Görev Tanımı: Kansu şiiri üzerine olan metinde "Bu ana izlekler" sözcükleriyle başlayıp "insana çıkar Kansu’da." sözcükleriyle biten bölümü yeniden yazınız; "armut" adını "ceviz" olarak değiştiriniz.

Okuma Metni:
====

Kansu şiirinin temel izleklerinin başında insan sevgisi gelir. Şiirinin tüm özünü bu sevgi oluşturur. İnsan sevgisi Kansu’da, ete kemiğe bürünmüş bir halk sevgisidir. O büyük bir Anadolu tutkunudur. Adnan Binyazar’ın ifadesiyle; ” Halk, hem düşüncesinin, hem şiirinin başlangıcıdır.” Düşünce ve duygu dünyası Cumhuriyetle biçimlenmiş gerçek bir Atatürkçü, katıksız bir kuvayi milliyeci olan Kansu’da insan ve doğa sevgisi, yurt sevgisinin, Anadolu sevgisinin öteki adıdır.
“Şimdi bir trende olsam / Kar yağsa istasyona / Bir çocuktan yumurta alsam” “Uzun ince saat kuleleri / Küçük kentlerin sokaklarına varsam / Akşam vaktinde ışıtsam evleri” “Ben bir masal bulutuyum, kar ozanı / Öyle düşlerle örtsem ki / Değişse toprağın düzeni” “Islıkla söylerim hep şarkınızı / Çiçeklerime bakın kar altından / Hazırlıyorum bahar bahçenizi” (Sh.58)
Bu ana izlekler çerçevesinde O’nun şiirine baktığımızda, çok geniş bir şiir coğrafyasıyla karşılaşırız. Hemen herşey, doğa-insan-tarih-yurt-dünya olayları, şiire girmek için hazır bekliyordur. Kansu şiirinin bu temel izlekleri ve özellikleri Halk Albümü’nde de ısrarla ve özenle sürüyor.
Amasya Boğazı’nda bir tren sesinden, Meksikalı at yetiştiricisi Alverez’in oğlu Alverez’e; dut kurusu satan Eğinli çerçiden, dudaklarıyla azize, kalçalarıyla yosma Bizanslı kadına; parmaklan dut kırmızısı Ayaş’tan, Elazığ’ın güz çarşısı üzüm pazarına; gökyüzünün yününden gözlerini eğiren mavi kızdan, şapkasında kır yağmuru ile mavi kızın gecesine düşen genç korucuya; Baba İshak’tan Kerem ile Aslı’ya; Ankara’nın ortasındaki yaşlı armut ağacından Ergani bakırına, bir geniş, bir büyük coğrafyada bütün yollar insana çıkar Kansu’da.

====

Sağlanan Malzeme:

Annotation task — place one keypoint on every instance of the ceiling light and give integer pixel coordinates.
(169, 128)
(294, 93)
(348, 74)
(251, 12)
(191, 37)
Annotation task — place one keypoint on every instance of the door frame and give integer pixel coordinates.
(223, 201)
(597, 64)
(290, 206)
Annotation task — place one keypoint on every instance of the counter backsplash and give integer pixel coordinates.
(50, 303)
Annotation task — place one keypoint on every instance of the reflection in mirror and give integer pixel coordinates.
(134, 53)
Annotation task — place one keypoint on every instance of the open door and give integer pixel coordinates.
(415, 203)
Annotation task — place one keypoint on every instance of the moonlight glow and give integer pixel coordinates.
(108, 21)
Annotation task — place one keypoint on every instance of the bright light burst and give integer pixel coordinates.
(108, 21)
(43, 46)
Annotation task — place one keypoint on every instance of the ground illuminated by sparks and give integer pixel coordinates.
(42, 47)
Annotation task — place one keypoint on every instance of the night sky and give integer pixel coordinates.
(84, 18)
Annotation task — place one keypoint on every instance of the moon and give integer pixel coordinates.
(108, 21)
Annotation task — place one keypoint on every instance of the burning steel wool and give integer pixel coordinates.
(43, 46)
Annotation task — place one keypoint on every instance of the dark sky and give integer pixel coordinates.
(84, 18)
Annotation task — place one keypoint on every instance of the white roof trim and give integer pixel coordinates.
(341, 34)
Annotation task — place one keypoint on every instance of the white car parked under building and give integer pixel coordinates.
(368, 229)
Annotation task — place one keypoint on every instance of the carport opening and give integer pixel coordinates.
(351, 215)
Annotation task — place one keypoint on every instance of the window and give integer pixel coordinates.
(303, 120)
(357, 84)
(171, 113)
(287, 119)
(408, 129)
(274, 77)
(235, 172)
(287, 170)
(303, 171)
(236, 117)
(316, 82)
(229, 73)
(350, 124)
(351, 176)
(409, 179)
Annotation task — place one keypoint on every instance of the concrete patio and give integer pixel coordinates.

====

Doğru Sonuç:
Bu ana izlekler çerçevesinde O’nun şiirine baktığımızda, çok geniş bir şiir coğrafyasıyla karşılaşırız. Hemen herşey, doğa-insan-tarih-yurt-dünya olayları, şiire girmek için hazır bekliyordur. Kansu şiirinin bu temel izlekleri ve özellikleri Halk Albümü’nde de ısrarla ve özenle sürüyor.
Amasya Boğazı’nda bir tren sesinden, Meksikalı at yetiştiricisi Alverez’in oğlu Alverez’e; dut kurusu satan Eğinli çerçiden, dudaklarıyla azize, kalçalarıyla yosma Bizanslı kadına; parmaklan dut kırmızısı Ayaş’tan, Elazığ’ın güz çarşısı üzüm pazarına; gökyüzünün yününden gözlerini eğiren mavi kızdan, şapkasında kır yağmuru ile mavi kızın gecesine düşen genç korucuya; Baba İshak’tan Kerem ile Aslı’ya; Ankara’nın ortasındaki yaşlı ceviz ağacından Ergani bakırına, bir geniş, bir büyük coğrafyada bütün yollar insana çıkar Kansu’da.